### [What is being asked]
Copy out the entries word for word, starting at the very first line and going on through the line that contains "negative clicks: (603, 397) (440, 251)", including both ends.

### [Entries provided]
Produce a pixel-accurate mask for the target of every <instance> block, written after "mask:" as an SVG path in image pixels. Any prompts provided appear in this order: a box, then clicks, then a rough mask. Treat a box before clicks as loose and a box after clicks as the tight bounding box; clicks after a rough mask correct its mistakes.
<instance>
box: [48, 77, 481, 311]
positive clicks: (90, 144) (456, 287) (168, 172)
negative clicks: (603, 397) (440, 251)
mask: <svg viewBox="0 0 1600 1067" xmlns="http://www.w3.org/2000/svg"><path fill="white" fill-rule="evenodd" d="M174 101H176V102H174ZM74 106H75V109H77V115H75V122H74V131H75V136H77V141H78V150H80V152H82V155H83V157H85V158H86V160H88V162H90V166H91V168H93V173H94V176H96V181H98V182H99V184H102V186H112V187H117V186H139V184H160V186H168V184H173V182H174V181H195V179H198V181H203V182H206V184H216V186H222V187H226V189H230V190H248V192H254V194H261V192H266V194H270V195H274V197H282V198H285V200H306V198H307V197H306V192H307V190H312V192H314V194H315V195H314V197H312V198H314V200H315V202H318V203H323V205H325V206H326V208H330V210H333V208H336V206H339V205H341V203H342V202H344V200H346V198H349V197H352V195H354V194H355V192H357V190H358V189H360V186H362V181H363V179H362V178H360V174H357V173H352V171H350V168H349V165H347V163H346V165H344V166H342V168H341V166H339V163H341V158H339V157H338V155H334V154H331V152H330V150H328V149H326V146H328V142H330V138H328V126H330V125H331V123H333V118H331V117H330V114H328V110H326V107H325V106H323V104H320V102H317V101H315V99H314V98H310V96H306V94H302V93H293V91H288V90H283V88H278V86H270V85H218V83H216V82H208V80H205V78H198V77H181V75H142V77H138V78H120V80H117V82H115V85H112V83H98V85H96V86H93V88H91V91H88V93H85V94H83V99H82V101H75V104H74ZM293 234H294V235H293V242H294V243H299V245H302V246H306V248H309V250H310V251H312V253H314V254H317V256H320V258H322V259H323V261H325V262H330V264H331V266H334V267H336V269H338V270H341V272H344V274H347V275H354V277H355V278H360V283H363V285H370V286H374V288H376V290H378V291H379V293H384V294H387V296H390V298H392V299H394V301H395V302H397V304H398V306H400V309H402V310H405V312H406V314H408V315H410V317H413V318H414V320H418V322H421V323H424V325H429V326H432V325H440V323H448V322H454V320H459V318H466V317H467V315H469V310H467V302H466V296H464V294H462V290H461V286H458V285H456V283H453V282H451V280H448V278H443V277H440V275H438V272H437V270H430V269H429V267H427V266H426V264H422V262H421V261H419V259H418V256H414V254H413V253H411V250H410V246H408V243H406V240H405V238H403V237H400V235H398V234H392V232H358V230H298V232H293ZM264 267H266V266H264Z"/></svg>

### [Completed task]
Produce a pixel-accurate mask for the target of every <instance> block, written after "mask:" as an SVG path in image pixels. Any prompts provided appear in this order: a box, then clicks, then a rough mask. Treat a box before clicks as loose and a box after clicks as the tight bounding box; clicks after a rough mask correct its mistakes.
<instance>
box: [48, 77, 481, 311]
positive clicks: (90, 144) (456, 287) (168, 172)
negative clicks: (603, 397) (440, 251)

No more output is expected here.